[Begin Entries]

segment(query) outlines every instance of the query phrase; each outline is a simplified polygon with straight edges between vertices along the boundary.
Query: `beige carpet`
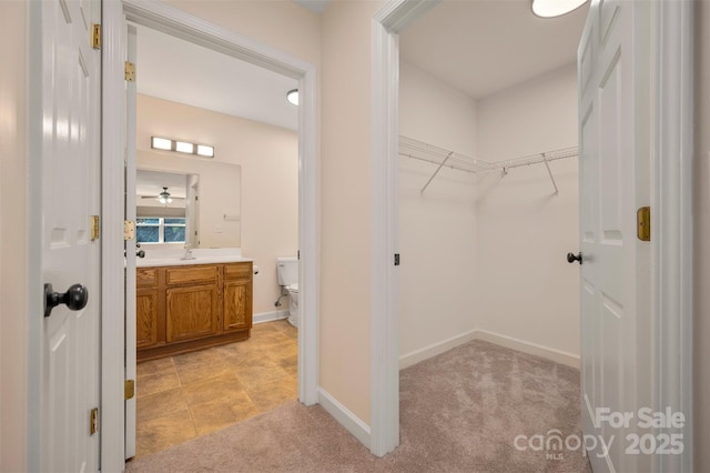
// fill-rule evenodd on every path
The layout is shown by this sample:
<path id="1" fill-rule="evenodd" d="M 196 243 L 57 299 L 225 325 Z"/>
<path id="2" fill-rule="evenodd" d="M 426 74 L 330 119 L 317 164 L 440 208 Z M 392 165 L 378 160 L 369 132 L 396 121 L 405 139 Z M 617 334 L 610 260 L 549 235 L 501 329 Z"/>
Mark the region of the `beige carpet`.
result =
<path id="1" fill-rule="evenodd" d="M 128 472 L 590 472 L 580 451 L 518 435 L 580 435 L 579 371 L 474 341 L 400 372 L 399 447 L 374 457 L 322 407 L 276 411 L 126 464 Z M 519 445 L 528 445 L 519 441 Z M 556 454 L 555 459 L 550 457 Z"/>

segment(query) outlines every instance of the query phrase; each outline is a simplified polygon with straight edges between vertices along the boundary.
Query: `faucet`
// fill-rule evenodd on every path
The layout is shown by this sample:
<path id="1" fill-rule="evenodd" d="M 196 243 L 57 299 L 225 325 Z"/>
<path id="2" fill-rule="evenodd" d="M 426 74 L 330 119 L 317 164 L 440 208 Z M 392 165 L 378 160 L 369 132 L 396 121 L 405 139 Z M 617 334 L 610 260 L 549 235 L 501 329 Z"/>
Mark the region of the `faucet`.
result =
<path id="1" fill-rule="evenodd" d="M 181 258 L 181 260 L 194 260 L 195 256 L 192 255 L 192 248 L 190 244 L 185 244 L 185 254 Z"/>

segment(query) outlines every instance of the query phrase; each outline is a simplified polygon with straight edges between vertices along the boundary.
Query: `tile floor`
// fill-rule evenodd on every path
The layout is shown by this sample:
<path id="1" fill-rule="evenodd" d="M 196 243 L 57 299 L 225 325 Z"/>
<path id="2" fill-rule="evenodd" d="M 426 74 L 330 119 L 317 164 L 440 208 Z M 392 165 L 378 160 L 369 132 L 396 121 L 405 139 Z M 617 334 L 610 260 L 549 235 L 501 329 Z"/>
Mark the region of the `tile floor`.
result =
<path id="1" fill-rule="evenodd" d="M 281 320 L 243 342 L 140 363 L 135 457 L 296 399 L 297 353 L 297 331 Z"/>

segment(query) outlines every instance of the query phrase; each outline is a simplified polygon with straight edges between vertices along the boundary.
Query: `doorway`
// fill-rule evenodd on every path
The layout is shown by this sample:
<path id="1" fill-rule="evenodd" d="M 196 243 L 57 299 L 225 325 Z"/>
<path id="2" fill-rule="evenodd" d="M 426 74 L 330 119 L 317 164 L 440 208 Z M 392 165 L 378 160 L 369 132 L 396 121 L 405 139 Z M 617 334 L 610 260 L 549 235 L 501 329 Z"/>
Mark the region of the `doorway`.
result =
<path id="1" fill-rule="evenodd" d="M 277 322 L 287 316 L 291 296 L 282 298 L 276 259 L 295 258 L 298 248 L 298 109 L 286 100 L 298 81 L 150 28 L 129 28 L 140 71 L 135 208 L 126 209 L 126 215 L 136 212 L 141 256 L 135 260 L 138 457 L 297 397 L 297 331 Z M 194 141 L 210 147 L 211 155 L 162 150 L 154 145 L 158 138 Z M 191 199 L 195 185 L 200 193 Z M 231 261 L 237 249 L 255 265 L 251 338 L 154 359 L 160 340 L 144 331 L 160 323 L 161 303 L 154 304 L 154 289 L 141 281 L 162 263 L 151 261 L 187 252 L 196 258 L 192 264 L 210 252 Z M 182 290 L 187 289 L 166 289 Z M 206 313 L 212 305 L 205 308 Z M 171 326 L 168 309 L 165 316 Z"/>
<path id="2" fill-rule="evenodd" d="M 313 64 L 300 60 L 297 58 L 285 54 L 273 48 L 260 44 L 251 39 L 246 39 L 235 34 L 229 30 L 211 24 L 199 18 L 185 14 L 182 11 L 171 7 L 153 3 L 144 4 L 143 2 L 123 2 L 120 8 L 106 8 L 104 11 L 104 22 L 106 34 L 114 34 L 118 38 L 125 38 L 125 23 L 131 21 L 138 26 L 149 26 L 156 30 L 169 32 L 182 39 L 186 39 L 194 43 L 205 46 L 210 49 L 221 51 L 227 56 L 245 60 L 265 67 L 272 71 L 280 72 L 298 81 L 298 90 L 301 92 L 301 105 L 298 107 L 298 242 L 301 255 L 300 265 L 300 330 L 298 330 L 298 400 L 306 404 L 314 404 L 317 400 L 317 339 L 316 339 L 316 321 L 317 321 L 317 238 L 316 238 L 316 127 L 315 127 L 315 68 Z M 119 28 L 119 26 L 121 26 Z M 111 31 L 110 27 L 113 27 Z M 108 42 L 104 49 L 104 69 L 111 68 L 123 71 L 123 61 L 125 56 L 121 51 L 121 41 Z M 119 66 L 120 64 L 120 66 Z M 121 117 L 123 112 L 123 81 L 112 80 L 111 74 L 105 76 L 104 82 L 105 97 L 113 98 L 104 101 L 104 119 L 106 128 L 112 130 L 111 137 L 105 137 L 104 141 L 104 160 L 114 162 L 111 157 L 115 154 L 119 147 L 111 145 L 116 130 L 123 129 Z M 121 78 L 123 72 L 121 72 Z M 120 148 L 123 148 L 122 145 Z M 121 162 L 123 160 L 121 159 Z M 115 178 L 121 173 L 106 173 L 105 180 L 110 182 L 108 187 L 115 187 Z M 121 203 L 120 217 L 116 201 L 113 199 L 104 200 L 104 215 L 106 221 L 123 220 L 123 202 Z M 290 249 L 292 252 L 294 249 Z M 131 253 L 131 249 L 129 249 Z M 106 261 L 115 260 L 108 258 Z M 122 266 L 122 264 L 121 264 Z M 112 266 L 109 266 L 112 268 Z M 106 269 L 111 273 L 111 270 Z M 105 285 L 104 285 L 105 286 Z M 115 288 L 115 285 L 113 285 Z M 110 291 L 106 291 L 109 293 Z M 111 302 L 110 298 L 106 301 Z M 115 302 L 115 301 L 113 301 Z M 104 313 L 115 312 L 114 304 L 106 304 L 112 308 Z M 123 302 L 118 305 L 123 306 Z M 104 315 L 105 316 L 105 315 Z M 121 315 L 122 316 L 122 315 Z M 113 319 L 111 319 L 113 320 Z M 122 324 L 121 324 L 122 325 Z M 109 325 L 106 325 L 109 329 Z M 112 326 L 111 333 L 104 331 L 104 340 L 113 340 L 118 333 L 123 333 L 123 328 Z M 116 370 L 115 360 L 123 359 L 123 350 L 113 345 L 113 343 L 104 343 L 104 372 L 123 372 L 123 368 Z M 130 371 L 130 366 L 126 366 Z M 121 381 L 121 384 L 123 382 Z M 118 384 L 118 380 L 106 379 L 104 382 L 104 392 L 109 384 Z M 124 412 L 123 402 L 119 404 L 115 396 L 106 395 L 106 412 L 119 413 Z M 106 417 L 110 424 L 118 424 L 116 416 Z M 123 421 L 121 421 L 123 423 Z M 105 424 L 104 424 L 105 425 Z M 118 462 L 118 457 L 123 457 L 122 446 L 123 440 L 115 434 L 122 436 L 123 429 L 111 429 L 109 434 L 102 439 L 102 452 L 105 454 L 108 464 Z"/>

[End Entries]
[Begin Entries]

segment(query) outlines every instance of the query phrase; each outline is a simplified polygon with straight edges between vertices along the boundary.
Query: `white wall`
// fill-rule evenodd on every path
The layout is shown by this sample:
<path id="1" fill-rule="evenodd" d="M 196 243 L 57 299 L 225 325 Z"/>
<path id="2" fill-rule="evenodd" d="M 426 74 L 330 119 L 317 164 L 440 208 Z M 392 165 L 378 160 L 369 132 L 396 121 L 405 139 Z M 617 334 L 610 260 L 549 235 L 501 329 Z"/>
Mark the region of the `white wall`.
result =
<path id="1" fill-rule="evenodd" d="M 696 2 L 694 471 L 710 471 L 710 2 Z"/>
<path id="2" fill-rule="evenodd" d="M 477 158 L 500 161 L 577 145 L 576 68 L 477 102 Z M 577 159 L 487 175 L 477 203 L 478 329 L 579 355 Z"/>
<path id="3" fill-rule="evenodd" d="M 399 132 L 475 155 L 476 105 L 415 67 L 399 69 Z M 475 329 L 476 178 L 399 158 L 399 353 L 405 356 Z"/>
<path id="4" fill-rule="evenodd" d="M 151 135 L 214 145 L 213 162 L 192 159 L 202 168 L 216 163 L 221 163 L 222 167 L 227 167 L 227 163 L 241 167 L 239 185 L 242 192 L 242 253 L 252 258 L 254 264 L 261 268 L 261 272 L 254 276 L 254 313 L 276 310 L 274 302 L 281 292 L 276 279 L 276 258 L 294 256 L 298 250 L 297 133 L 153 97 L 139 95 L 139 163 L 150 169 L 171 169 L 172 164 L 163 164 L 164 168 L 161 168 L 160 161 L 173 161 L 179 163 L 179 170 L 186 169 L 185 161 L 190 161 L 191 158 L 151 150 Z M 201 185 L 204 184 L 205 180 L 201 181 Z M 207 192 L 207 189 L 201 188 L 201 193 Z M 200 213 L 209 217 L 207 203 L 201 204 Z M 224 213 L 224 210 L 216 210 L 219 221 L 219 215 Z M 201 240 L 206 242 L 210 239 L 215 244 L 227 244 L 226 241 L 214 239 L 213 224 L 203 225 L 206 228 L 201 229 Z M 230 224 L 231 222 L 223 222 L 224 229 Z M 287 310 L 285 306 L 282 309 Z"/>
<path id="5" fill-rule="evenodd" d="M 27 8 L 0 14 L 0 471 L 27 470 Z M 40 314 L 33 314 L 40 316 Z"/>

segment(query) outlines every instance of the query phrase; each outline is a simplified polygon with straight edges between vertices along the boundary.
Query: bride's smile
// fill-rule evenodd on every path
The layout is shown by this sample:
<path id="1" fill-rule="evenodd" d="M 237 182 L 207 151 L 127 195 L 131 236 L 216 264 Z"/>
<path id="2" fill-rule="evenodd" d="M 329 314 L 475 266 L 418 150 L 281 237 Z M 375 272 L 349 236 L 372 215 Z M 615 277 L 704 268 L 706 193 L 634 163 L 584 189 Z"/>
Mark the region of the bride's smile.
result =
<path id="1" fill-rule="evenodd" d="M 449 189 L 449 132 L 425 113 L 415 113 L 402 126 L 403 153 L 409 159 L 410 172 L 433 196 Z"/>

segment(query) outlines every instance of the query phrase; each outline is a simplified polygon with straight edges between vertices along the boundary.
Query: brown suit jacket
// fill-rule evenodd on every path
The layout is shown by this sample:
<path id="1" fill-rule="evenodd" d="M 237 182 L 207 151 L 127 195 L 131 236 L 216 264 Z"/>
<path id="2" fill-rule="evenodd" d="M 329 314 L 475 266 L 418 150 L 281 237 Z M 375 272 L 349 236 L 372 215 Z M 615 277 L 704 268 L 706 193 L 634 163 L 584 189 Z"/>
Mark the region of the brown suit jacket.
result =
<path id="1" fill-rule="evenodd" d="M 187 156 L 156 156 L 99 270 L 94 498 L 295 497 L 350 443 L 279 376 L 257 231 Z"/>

[End Entries]
[Begin Entries]

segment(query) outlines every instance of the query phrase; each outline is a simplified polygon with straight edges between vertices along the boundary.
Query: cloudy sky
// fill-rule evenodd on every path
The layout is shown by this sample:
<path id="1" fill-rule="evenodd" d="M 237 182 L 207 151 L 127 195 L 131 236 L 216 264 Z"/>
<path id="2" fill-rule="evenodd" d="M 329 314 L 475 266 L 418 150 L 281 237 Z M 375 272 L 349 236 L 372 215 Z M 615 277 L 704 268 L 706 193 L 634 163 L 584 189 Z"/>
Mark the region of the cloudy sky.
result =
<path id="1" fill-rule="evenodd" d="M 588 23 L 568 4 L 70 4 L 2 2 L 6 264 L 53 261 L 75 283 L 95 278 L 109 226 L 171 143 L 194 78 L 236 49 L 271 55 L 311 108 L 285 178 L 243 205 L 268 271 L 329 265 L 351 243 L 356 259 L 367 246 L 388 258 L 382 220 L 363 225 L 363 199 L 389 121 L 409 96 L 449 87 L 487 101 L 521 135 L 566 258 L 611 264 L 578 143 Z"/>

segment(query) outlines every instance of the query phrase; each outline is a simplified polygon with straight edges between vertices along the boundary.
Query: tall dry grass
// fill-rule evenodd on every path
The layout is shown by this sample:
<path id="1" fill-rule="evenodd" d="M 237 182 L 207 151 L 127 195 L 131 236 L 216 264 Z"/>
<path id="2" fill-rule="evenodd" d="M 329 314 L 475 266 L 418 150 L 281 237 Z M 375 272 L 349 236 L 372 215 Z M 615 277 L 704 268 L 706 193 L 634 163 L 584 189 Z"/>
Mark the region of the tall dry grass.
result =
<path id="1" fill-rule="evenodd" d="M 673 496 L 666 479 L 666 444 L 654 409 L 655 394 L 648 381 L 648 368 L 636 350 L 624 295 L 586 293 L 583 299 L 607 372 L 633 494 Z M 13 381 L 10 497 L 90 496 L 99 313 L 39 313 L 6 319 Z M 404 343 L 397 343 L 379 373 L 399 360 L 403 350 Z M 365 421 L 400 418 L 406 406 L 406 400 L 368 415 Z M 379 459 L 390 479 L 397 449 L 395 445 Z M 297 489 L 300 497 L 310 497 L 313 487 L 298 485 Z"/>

[End Entries]

## What you have to do
Collect each line of the material above that contains the word "beige".

## Expected answer
Query: `beige carpet`
Mark the region of the `beige carpet`.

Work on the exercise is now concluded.